Shift the point coordinates in the data between the lines holding "Question. Provide a point on each instance of the framed artwork" and "x=653, y=117", inclusive, by adding 62 to each of their numbers, and write out all of those lines again. Change only the answered coordinates; every other line, including its sample format, stays as it is.
** Start Information shown **
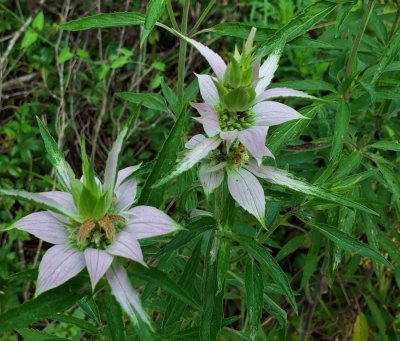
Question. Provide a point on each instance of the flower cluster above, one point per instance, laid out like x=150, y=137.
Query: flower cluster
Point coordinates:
x=236, y=114
x=90, y=224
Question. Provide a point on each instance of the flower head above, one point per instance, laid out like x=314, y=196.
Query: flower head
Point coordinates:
x=236, y=115
x=91, y=223
x=237, y=103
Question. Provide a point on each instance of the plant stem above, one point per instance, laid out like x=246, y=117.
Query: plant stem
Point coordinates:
x=182, y=52
x=363, y=25
x=172, y=15
x=203, y=16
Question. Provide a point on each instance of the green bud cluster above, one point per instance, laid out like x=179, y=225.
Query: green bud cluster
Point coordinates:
x=238, y=155
x=98, y=234
x=236, y=90
x=235, y=120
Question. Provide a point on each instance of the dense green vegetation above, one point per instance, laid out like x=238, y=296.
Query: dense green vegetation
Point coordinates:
x=326, y=264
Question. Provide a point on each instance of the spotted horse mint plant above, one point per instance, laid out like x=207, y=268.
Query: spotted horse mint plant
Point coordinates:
x=236, y=117
x=237, y=103
x=91, y=223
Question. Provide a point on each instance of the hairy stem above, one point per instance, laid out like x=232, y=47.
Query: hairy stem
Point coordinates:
x=182, y=52
x=363, y=25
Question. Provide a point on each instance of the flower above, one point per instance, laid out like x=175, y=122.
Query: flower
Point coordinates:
x=236, y=116
x=237, y=104
x=92, y=223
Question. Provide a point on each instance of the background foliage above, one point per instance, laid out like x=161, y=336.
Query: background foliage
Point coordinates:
x=88, y=82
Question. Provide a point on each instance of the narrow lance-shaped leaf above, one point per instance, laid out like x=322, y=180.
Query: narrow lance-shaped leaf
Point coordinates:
x=280, y=177
x=63, y=170
x=153, y=12
x=340, y=132
x=105, y=20
x=349, y=243
x=300, y=24
x=254, y=293
x=160, y=279
x=270, y=265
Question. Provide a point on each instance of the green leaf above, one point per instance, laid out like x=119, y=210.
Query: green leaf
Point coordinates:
x=153, y=12
x=151, y=101
x=89, y=306
x=38, y=22
x=80, y=323
x=388, y=55
x=194, y=229
x=36, y=335
x=287, y=132
x=241, y=30
x=291, y=246
x=340, y=133
x=386, y=145
x=164, y=164
x=270, y=265
x=161, y=280
x=45, y=305
x=307, y=84
x=63, y=170
x=311, y=260
x=254, y=294
x=29, y=38
x=349, y=243
x=285, y=179
x=105, y=20
x=175, y=307
x=223, y=261
x=360, y=328
x=212, y=312
x=300, y=24
x=114, y=318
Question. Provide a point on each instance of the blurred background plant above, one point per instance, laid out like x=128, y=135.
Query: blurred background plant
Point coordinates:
x=348, y=55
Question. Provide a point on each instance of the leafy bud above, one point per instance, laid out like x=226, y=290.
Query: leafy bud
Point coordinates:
x=240, y=99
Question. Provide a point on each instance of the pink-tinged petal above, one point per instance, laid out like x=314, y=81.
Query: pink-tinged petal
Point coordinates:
x=125, y=295
x=97, y=263
x=125, y=190
x=193, y=156
x=48, y=226
x=274, y=113
x=281, y=92
x=208, y=118
x=267, y=70
x=125, y=245
x=247, y=192
x=210, y=178
x=268, y=153
x=253, y=139
x=208, y=90
x=147, y=222
x=59, y=264
x=194, y=141
x=216, y=62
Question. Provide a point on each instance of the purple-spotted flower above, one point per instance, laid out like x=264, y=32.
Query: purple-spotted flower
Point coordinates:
x=237, y=103
x=92, y=223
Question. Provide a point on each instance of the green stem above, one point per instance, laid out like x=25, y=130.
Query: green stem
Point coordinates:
x=363, y=25
x=172, y=15
x=203, y=16
x=182, y=52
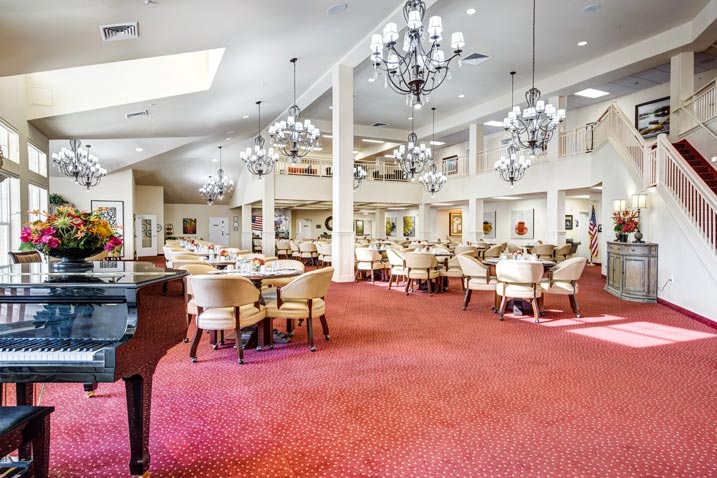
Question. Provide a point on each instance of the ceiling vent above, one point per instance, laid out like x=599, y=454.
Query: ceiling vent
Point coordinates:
x=137, y=114
x=475, y=59
x=119, y=31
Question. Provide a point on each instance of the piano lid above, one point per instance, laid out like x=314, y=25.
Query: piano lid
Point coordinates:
x=104, y=273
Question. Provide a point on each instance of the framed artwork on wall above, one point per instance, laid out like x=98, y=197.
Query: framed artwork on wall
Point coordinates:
x=455, y=224
x=489, y=224
x=189, y=225
x=521, y=224
x=653, y=117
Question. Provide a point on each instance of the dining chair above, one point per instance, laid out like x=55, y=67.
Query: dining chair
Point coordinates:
x=519, y=280
x=303, y=298
x=227, y=302
x=421, y=266
x=563, y=280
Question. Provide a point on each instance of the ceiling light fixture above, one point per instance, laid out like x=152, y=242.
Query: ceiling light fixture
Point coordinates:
x=418, y=71
x=259, y=161
x=433, y=180
x=79, y=164
x=535, y=129
x=292, y=138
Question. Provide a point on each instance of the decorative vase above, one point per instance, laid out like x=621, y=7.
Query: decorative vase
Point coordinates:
x=73, y=260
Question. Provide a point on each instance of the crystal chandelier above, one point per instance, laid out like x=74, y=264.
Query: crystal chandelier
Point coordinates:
x=535, y=129
x=259, y=161
x=292, y=138
x=433, y=180
x=420, y=70
x=359, y=175
x=79, y=164
x=413, y=158
x=512, y=166
x=215, y=188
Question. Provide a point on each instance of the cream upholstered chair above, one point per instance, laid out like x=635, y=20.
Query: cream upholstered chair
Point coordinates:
x=544, y=251
x=227, y=302
x=368, y=260
x=196, y=268
x=283, y=249
x=563, y=280
x=421, y=266
x=476, y=278
x=303, y=298
x=563, y=252
x=519, y=280
x=397, y=264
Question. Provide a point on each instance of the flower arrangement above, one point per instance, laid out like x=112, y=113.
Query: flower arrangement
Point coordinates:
x=625, y=221
x=70, y=229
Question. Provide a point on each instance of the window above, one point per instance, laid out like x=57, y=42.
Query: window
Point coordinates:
x=37, y=160
x=36, y=201
x=10, y=143
x=9, y=218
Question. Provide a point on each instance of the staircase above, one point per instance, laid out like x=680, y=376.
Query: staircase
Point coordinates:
x=699, y=164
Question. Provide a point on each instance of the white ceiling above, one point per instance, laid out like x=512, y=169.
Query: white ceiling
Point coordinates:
x=260, y=37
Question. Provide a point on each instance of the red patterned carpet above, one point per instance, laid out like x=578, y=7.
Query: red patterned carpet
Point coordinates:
x=415, y=387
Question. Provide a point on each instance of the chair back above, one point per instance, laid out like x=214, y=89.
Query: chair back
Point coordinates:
x=471, y=266
x=222, y=291
x=310, y=285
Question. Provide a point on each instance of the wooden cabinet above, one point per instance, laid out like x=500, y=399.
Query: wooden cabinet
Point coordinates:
x=632, y=271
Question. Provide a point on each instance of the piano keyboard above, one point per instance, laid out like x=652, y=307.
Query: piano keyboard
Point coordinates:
x=51, y=350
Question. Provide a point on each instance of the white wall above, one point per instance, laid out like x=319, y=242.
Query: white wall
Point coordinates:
x=118, y=186
x=149, y=200
x=175, y=213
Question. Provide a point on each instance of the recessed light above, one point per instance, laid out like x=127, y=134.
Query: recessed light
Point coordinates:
x=591, y=93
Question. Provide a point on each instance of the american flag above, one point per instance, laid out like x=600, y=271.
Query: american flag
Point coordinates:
x=592, y=232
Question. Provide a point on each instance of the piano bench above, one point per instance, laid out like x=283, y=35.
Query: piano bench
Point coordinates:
x=20, y=426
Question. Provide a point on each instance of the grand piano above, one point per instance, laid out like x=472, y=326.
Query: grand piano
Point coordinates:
x=103, y=325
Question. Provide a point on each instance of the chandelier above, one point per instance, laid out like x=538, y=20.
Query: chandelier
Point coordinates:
x=420, y=70
x=433, y=180
x=535, y=129
x=412, y=158
x=359, y=176
x=79, y=164
x=512, y=166
x=292, y=138
x=259, y=161
x=214, y=188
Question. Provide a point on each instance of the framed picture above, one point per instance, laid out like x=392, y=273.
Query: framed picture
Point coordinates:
x=489, y=224
x=391, y=228
x=114, y=212
x=653, y=118
x=455, y=223
x=189, y=225
x=521, y=224
x=409, y=226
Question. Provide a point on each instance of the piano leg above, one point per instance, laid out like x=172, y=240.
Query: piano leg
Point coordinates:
x=139, y=402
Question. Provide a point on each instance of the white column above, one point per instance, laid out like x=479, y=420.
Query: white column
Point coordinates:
x=682, y=86
x=473, y=220
x=555, y=217
x=342, y=238
x=475, y=146
x=267, y=212
x=246, y=227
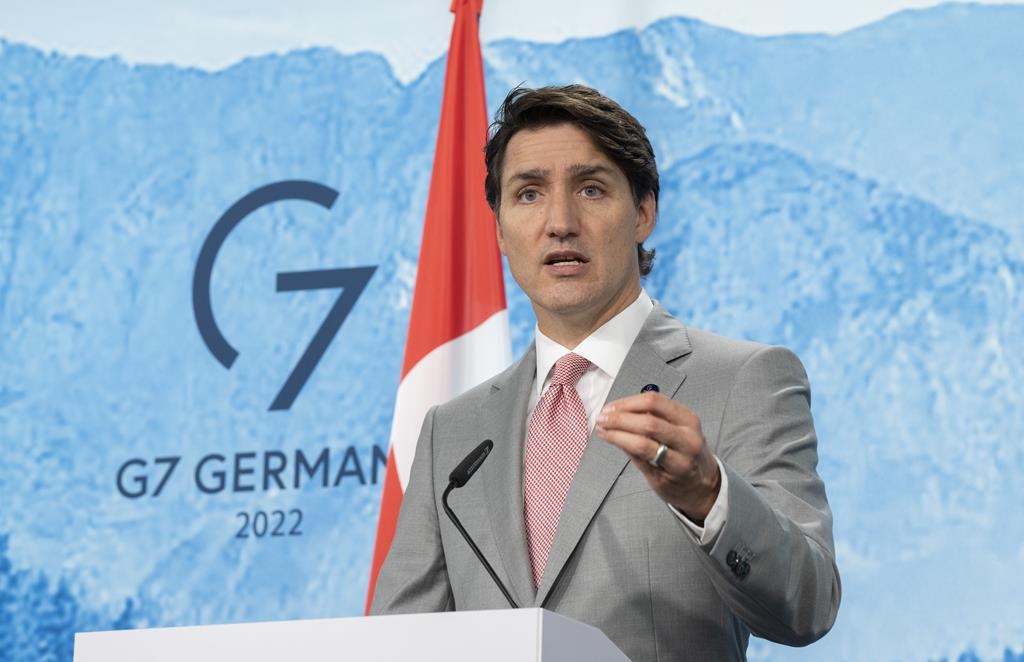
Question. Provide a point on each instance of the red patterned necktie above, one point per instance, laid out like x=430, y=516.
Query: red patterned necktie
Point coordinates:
x=555, y=442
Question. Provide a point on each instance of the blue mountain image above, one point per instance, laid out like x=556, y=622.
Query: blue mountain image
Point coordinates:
x=849, y=197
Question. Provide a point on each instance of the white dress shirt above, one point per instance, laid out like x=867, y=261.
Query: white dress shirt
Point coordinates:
x=606, y=348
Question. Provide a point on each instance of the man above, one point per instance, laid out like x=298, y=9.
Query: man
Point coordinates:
x=654, y=481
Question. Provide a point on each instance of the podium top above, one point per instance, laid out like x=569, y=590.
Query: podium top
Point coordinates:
x=499, y=635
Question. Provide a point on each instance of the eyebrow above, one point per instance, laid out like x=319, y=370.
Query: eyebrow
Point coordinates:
x=577, y=170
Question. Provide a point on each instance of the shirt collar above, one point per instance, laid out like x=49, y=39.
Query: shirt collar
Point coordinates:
x=606, y=347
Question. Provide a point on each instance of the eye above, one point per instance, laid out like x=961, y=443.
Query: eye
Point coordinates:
x=527, y=196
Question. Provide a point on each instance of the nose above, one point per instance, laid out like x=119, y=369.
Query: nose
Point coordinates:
x=562, y=216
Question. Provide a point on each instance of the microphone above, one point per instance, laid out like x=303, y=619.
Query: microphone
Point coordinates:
x=459, y=477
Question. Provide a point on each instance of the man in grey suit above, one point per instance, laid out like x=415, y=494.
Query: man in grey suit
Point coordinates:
x=681, y=515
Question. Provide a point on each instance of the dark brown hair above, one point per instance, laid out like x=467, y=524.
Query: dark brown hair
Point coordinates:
x=613, y=131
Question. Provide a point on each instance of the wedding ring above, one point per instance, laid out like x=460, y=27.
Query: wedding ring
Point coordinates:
x=658, y=458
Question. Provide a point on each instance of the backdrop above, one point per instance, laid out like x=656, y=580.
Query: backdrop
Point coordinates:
x=854, y=196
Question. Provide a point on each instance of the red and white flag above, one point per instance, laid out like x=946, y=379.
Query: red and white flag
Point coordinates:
x=458, y=328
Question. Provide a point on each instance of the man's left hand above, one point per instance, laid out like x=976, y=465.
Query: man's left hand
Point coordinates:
x=688, y=476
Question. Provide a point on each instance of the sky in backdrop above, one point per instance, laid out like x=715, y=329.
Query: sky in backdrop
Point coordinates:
x=215, y=34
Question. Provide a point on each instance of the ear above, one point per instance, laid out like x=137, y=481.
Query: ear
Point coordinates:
x=646, y=217
x=501, y=236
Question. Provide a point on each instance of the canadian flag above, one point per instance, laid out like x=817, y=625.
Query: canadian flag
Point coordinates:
x=458, y=328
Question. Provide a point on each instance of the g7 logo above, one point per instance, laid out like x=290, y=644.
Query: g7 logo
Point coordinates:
x=351, y=281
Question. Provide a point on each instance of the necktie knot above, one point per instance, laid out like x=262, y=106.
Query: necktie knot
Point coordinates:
x=568, y=369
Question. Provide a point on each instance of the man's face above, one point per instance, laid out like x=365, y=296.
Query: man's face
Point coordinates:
x=569, y=228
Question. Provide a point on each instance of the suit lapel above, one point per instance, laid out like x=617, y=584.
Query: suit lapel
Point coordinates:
x=504, y=421
x=662, y=340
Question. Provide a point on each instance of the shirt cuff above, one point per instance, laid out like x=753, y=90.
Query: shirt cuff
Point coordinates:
x=716, y=516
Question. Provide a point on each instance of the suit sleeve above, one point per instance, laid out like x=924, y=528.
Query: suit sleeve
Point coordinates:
x=414, y=577
x=774, y=561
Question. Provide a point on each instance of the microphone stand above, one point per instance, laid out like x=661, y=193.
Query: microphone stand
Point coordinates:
x=476, y=550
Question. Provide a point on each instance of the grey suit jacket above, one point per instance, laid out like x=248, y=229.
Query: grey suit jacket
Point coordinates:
x=621, y=560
** End Information shown **
■ Result of the task
Question. Provide a point on each instance of the framed artwork on wall above, one point per instance, laid out like x=98, y=197.
Query: framed artwork on wall
Point coordinates:
x=517, y=286
x=551, y=286
x=251, y=287
x=583, y=286
x=715, y=179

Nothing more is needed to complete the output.